Task to carry out:
Restate, word for word, each record that follows.

################

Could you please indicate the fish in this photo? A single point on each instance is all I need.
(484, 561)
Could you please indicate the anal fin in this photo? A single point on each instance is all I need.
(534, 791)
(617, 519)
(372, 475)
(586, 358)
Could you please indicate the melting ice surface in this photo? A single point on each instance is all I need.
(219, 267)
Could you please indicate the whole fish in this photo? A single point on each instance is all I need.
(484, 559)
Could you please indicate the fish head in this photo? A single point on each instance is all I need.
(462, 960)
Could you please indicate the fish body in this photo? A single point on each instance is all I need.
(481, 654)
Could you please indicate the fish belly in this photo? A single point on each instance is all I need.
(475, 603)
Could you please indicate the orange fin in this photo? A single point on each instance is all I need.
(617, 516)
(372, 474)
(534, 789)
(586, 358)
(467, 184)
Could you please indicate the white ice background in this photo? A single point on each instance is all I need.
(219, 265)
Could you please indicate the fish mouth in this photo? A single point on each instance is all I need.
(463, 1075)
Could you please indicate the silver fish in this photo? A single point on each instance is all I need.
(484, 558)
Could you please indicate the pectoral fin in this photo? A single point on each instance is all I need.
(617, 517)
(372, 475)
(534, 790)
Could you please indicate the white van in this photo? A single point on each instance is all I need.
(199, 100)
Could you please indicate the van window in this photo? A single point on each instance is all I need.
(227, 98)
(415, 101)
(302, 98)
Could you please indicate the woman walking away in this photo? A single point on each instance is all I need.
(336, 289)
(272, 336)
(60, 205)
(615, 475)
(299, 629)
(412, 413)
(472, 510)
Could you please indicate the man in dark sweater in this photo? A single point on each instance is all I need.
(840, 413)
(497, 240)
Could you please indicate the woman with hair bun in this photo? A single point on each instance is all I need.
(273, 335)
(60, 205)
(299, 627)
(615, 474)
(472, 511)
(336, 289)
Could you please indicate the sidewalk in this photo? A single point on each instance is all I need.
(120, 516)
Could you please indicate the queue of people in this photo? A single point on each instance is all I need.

################

Answer to this problem:
Could you please indicate the fish in this photo? A single point on each instance is all I need.
(484, 561)
Could you please indicate the anal fin in this photo? A single point on each instance is all I need.
(534, 791)
(617, 519)
(372, 475)
(586, 358)
Could you please indicate the melting ice surface in this photo? A single point on each instance is all I need.
(219, 267)
Could you please indicate the whole fish in this photo? A single point on each instance is all I need.
(484, 559)
Could you please indicate the fish head in this photo? A single point on each instance is all I need.
(462, 960)
Could you please indicate the fish body in this photo? A single point on each instance is all I need.
(481, 654)
Could you please indicate the fish belly in this photo? A single point on each instance is all I need.
(475, 603)
Could you please indicate the orange fin in this photo? A single point on each instance is all I need.
(617, 516)
(372, 474)
(534, 789)
(586, 358)
(467, 184)
Could you please indicate the white ice background in this photo? A single point on each instance is all I need.
(219, 265)
Could you please indicate the fish mouth in this photo? A single point on each instance is all I need.
(463, 1075)
Could you please indicate the silver fish in this photo? A single point on each instance is all I need.
(484, 558)
Could you please indicate the pectoral fin in this photo? A single point on each instance is all I need.
(617, 517)
(372, 475)
(534, 790)
Could you please indicate the white van in this photo? A single point on each instance is all I need.
(199, 100)
Could you please indicate the van window in this photo? A single point on each instance is all I need.
(227, 98)
(415, 101)
(302, 98)
Could you please indicate the woman walking away in this photo? A single point on each instance is all I need.
(336, 289)
(272, 336)
(60, 205)
(615, 475)
(299, 629)
(412, 413)
(472, 510)
Could you please indicate the man in dark sweater in this photo? A single point on each instance is all I need.
(840, 413)
(497, 240)
Could you please indicate the woman with hair bun in this photo? A single point on each instance is all I need.
(273, 335)
(60, 205)
(299, 627)
(615, 474)
(472, 511)
(336, 289)
Could you please indicate the sidewalk in this photo? A single point on each instance is all I need.
(120, 516)
Could you please indicate the queue of people in this photo? A single point on each instance is all I need.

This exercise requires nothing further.